Die Bürgerliche Revolution by Markus Krall

Die Bürgerliche Revolution by Markus Krall

Autor:Markus Krall [Krall, Markus]
Die sprache: deu
Format: epub
veröffentlicht: 2020-03-11T16:00:00+00:00


Das japanische Modell

Ein häufig vorgetragenes Argument gegen ein baldiges Crash-Szenario ist die These, dass die Zentralbanken einen schier unerschöpflichen Fundus an Ideen haben, um die Dose weiterhin die Straße hinabtreten zu können. Warum soll in Europa nicht funktionieren, was in Japan – wenn auch zu erheblichen sozialen und wirtschaftlichen Kosten – funktioniert hat?

Der Bank of Japan, also dem fernöstlichen Pendant zur EZB, gelingt dies in der Tat schon seit 30 Jahren. Das Ergebnis ist schlicht erschütternd.

Bildgestützte Zeigedaten
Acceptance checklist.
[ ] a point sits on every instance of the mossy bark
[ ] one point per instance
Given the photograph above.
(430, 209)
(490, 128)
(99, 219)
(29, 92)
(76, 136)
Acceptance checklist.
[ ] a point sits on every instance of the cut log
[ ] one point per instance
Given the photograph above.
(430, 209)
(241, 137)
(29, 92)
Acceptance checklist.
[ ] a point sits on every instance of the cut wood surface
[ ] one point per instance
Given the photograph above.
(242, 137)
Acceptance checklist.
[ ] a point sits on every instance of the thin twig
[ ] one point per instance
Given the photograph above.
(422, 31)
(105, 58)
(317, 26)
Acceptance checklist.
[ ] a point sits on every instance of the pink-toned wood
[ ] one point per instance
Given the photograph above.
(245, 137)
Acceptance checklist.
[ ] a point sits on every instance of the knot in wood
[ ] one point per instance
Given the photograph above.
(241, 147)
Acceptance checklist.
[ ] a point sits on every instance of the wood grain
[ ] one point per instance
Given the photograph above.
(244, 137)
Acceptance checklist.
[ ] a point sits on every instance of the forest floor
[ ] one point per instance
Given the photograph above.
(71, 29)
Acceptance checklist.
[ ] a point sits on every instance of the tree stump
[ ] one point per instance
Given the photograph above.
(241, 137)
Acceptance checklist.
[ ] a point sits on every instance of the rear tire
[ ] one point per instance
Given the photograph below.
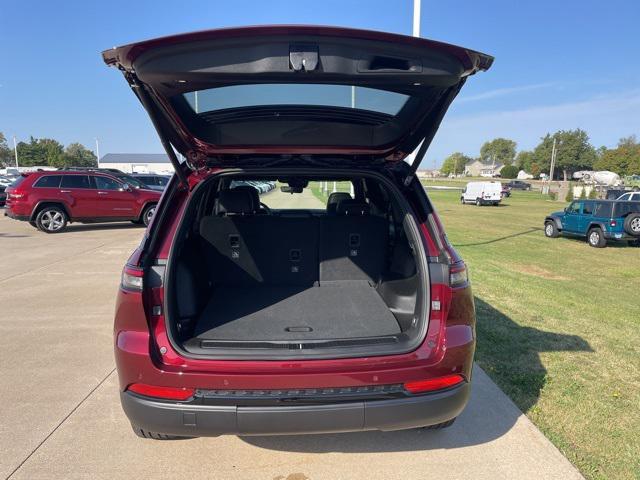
(595, 238)
(632, 224)
(142, 433)
(51, 219)
(550, 230)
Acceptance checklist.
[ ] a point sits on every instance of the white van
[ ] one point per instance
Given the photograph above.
(482, 193)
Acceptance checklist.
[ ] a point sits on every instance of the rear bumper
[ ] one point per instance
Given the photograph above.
(210, 420)
(619, 236)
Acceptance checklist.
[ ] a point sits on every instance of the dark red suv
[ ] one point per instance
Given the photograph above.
(49, 200)
(332, 303)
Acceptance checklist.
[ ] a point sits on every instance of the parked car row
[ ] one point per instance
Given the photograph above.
(49, 200)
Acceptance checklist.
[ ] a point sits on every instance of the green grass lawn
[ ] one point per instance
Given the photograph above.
(558, 327)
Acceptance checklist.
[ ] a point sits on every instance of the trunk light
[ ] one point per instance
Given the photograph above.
(168, 393)
(132, 278)
(458, 275)
(432, 384)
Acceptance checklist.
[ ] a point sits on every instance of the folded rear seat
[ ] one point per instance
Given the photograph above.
(353, 244)
(244, 249)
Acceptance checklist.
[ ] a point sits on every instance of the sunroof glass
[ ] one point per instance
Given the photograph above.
(237, 96)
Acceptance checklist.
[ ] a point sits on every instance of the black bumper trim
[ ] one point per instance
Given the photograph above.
(194, 420)
(8, 213)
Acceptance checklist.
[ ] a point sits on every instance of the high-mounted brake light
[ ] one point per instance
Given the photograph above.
(132, 278)
(167, 393)
(433, 384)
(458, 275)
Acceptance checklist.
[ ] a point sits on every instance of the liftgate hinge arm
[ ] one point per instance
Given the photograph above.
(153, 110)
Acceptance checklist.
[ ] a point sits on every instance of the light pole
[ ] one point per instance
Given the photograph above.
(15, 150)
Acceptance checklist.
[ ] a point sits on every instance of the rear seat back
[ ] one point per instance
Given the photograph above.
(261, 250)
(353, 244)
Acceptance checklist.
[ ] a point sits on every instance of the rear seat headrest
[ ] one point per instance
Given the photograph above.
(334, 199)
(352, 207)
(253, 193)
(234, 201)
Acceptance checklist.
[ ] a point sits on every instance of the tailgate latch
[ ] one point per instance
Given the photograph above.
(303, 57)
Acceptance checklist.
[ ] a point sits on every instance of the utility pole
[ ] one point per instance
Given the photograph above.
(15, 150)
(546, 188)
(98, 151)
(553, 160)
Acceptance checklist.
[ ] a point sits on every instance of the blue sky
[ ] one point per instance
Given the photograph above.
(559, 64)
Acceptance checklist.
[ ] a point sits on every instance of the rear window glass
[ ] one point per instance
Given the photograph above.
(18, 181)
(48, 181)
(76, 181)
(236, 96)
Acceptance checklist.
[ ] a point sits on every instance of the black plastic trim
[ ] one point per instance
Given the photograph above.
(197, 420)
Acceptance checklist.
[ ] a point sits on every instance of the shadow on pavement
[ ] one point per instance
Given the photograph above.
(86, 227)
(504, 348)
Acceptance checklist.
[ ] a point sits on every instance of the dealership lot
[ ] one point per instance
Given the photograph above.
(61, 417)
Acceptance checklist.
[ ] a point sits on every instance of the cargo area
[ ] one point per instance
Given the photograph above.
(254, 279)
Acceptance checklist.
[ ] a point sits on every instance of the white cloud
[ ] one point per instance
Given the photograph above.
(605, 118)
(499, 92)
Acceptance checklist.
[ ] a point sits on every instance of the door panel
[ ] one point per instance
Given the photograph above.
(115, 202)
(78, 192)
(572, 217)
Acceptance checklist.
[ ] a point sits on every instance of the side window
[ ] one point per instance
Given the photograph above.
(574, 207)
(76, 181)
(106, 183)
(48, 181)
(602, 209)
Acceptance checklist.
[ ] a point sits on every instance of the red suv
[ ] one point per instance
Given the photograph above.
(49, 200)
(239, 315)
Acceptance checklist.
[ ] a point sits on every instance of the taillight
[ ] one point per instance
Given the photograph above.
(433, 384)
(132, 278)
(167, 393)
(458, 275)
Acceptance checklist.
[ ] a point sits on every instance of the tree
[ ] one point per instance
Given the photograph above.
(498, 150)
(5, 152)
(76, 155)
(454, 163)
(509, 171)
(44, 151)
(623, 160)
(524, 161)
(573, 152)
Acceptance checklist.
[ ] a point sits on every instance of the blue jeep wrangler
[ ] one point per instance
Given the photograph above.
(598, 221)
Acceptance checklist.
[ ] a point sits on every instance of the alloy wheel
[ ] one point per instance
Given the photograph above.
(52, 220)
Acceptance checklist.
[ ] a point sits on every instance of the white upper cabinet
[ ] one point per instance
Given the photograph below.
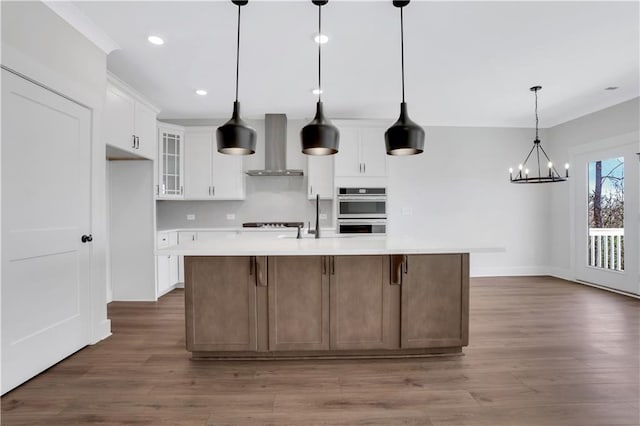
(129, 122)
(208, 174)
(170, 162)
(362, 151)
(320, 176)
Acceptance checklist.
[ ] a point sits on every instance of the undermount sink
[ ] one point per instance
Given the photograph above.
(311, 237)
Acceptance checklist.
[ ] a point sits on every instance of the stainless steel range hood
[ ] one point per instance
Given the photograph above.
(275, 129)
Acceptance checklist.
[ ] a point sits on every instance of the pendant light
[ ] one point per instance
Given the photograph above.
(536, 175)
(320, 137)
(235, 137)
(404, 137)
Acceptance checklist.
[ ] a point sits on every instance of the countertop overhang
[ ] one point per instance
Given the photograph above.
(325, 246)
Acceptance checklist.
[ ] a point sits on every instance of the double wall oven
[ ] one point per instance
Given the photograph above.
(362, 210)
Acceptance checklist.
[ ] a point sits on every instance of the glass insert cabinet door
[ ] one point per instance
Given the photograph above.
(606, 222)
(170, 163)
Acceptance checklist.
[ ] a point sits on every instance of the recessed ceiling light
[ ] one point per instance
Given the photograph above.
(155, 40)
(321, 38)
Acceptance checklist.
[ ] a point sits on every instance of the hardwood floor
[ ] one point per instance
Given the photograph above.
(542, 352)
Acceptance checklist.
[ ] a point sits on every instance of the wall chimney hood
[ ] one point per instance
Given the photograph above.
(275, 152)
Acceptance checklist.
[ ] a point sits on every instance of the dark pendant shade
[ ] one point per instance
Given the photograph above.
(235, 137)
(404, 137)
(320, 137)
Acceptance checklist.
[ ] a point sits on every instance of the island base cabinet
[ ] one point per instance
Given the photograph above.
(435, 300)
(220, 302)
(361, 310)
(298, 299)
(326, 306)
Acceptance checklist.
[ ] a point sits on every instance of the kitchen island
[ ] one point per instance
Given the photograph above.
(330, 297)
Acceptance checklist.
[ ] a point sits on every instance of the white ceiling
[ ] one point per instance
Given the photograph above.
(467, 63)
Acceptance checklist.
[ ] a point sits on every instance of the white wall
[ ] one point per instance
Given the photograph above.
(600, 127)
(458, 193)
(38, 44)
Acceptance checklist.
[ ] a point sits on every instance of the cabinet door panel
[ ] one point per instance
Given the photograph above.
(227, 175)
(372, 151)
(347, 162)
(361, 303)
(435, 301)
(298, 303)
(220, 301)
(197, 165)
(320, 177)
(118, 119)
(145, 130)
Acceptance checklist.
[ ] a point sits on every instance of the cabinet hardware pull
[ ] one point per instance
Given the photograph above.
(396, 269)
(261, 282)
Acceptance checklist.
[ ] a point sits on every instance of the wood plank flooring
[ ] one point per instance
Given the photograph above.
(542, 352)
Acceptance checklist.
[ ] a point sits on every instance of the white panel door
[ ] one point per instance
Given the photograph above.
(45, 210)
(197, 165)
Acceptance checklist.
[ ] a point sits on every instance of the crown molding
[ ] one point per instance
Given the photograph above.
(85, 26)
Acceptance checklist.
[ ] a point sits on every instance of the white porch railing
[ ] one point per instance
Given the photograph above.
(606, 248)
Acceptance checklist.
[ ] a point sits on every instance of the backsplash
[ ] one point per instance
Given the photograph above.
(275, 198)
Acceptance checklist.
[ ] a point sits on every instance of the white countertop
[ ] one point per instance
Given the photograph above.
(325, 246)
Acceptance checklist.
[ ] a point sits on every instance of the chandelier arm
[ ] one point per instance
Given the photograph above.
(549, 160)
(527, 159)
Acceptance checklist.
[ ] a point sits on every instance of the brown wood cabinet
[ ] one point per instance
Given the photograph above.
(361, 311)
(435, 300)
(293, 306)
(220, 302)
(298, 298)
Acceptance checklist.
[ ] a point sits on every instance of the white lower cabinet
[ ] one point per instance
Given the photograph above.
(167, 277)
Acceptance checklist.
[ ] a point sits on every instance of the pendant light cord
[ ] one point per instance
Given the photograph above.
(238, 54)
(402, 49)
(536, 92)
(319, 53)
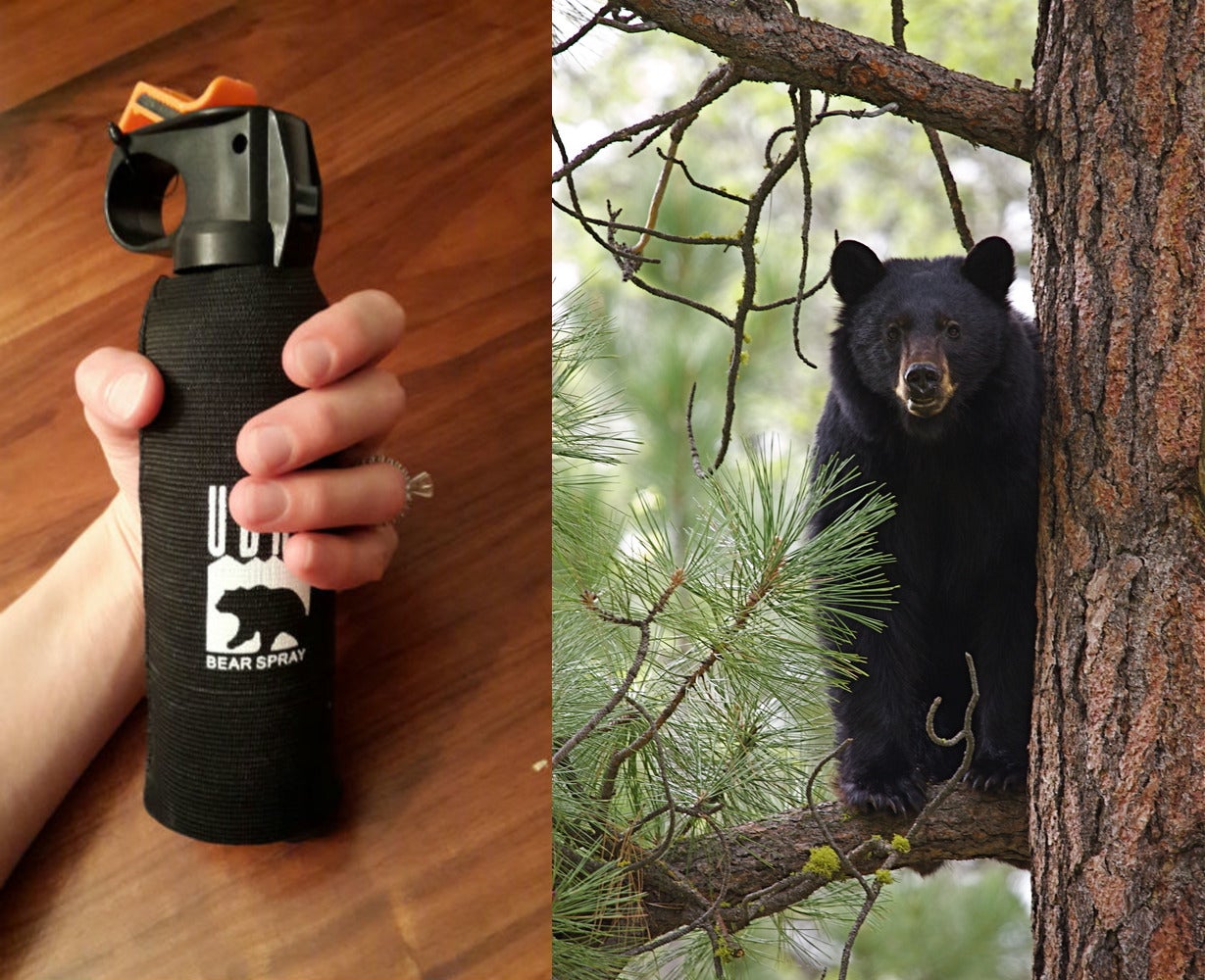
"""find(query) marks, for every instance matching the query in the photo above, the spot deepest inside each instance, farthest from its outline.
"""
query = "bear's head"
(922, 333)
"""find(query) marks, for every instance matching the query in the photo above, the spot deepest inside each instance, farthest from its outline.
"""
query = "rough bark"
(774, 45)
(1117, 806)
(757, 857)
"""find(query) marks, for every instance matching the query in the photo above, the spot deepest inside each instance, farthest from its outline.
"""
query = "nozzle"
(251, 180)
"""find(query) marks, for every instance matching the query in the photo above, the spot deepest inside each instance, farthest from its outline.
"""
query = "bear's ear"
(856, 270)
(989, 267)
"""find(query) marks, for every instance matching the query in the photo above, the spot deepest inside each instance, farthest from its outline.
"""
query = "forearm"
(72, 658)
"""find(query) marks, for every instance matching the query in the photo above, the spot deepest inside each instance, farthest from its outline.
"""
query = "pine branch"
(764, 863)
(773, 45)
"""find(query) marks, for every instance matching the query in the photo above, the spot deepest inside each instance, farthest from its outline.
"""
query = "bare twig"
(801, 104)
(726, 77)
(858, 114)
(947, 177)
(580, 31)
(774, 45)
(643, 626)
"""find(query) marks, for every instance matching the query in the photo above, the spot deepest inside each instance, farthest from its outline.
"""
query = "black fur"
(964, 532)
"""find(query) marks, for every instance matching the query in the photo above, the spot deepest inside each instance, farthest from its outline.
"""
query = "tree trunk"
(1117, 786)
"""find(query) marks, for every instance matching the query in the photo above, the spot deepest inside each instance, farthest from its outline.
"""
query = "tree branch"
(769, 857)
(778, 46)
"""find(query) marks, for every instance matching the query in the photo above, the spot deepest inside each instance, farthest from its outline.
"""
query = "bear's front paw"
(898, 795)
(994, 774)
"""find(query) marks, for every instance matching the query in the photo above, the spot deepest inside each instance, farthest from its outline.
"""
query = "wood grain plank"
(42, 45)
(431, 130)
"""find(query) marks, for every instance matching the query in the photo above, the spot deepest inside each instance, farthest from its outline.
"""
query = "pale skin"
(70, 680)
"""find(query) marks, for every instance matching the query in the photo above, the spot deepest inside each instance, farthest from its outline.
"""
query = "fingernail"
(273, 447)
(314, 358)
(262, 502)
(125, 393)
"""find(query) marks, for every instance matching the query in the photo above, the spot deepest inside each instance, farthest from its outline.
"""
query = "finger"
(352, 333)
(343, 560)
(121, 390)
(314, 500)
(320, 422)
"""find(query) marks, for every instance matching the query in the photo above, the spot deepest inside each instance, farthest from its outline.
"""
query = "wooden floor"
(430, 122)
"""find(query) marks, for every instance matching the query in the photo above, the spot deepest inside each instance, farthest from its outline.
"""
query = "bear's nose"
(924, 380)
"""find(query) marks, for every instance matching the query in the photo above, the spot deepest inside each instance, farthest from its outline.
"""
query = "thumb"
(121, 393)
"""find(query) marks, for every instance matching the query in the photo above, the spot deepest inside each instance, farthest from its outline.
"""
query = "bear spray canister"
(238, 653)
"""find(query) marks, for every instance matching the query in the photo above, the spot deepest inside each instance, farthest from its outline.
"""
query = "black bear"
(264, 611)
(936, 396)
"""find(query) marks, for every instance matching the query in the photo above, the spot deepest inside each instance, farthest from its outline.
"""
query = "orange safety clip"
(153, 104)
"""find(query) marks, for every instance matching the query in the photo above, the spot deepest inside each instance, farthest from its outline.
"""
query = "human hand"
(348, 405)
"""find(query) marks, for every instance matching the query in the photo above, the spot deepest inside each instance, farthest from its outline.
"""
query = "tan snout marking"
(945, 390)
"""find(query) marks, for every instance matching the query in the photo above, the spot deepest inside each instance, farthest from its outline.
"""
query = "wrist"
(123, 528)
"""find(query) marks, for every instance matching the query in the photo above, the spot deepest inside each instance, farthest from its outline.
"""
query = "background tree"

## [Ihre Aufgaben]
1. Prüfen Sie, ob die folgenden Aussagen mit dem Textauszug übereinstimmen: (a) Der Bank of Japan gelingt dies seit 30 Jahren. (b) Das Buch liegt im Format PDF vor. (c) Die Bank of Japan ist das fernöstliche Gegenstück zur EZB. Antworten Sie jeweils mit Ja oder Nein und zitieren Sie die entscheidenden Worte des Textauszugs wörtlich.
2. Geben Sie im Textauszug die Passage von „Autor:Markus Krall [Krall, Markus]“ bis „Kosten – funktioniert hat?“ erneut wieder und benennen Sie darin „Zentralbanken“ in „Notenbanken“ um.
3. Als was bezeichnet der Textauszug die Bank of Japan im Verhältnis zur EZB?
Die Daten spielen hierfür keine Rolle.

## [Antworten je Aufgabe]
1.
(a) Ja: „Der Bank of Japan, also dem fernöstlichen Pendant zur EZB, gelingt dies in der Tat schon seit 30 Jahren.“
(b) Nein: „Format: epub“
(c) Ja: „also dem fernöstlichen Pendant zur EZB“

2.
Autor:Markus Krall [Krall, Markus]
Die sprache: deu
Format: epub
veröffentlicht: 2020-03-11T16:00:00+00:00


Das japanische Modell

Ein häufig vorgetragenes Argument gegen ein baldiges Crash-Szenario ist die These, dass die Notenbanken einen schier unerschöpflichen Fundus an Ideen haben, um die Dose weiterhin die Straße hinabtreten zu können. Warum soll in Europa nicht funktionieren, was in Japan – wenn auch zu erheblichen sozialen und wirtschaftlichen Kosten – funktioniert hat?

3. Als das fernöstliche Pendant zur EZB.